:: YOUR INSTRUCTIONS ::
Take the line containing "Each instance of the man's ear" in the listing below and copy it, along with every line after it, without alteration.

:: DATA LISTING ::
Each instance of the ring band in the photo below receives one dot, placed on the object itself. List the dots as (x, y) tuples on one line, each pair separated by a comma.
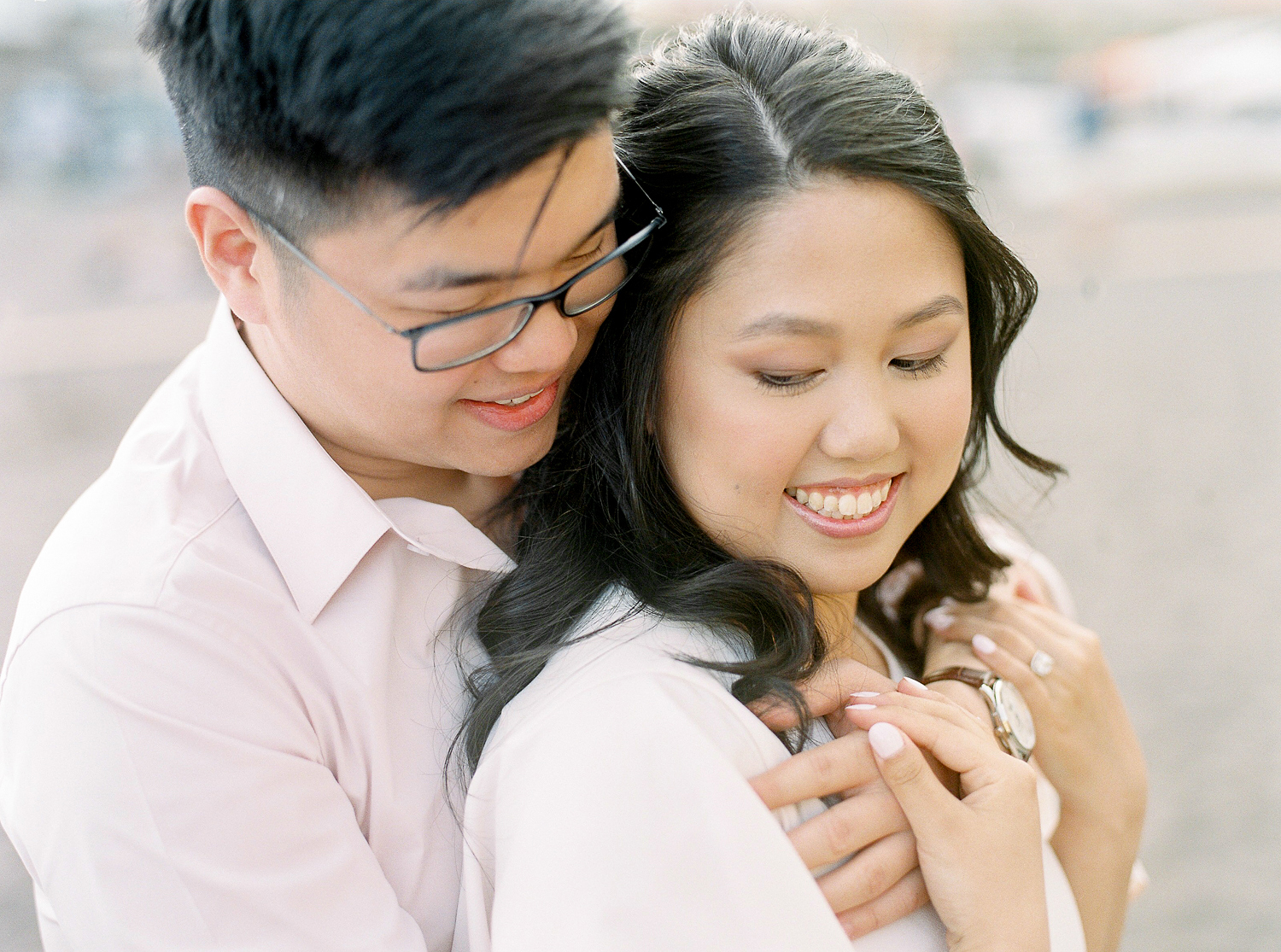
[(1042, 664)]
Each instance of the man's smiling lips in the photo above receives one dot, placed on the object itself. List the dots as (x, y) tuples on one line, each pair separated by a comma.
[(845, 508), (519, 410)]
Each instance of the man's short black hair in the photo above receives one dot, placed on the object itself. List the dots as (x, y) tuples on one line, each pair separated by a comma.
[(291, 107)]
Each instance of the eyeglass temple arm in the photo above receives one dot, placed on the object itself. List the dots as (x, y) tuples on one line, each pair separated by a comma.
[(640, 187), (330, 282)]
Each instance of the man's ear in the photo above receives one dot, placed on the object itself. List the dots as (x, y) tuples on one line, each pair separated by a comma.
[(235, 253)]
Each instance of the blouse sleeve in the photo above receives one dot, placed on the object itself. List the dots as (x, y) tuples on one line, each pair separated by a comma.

:: REPLY ::
Each instance of the man's ear in the photo above receives one dot, placed on the object itself. List the dots as (x, y) tuples on one line, each pair separated by a comma.
[(235, 253)]
Each instance of the blouse sleeve in the photo above receives one dot, placed on the object itself. List the dots as (x, y) tuples on one line, each pair separated by a comma.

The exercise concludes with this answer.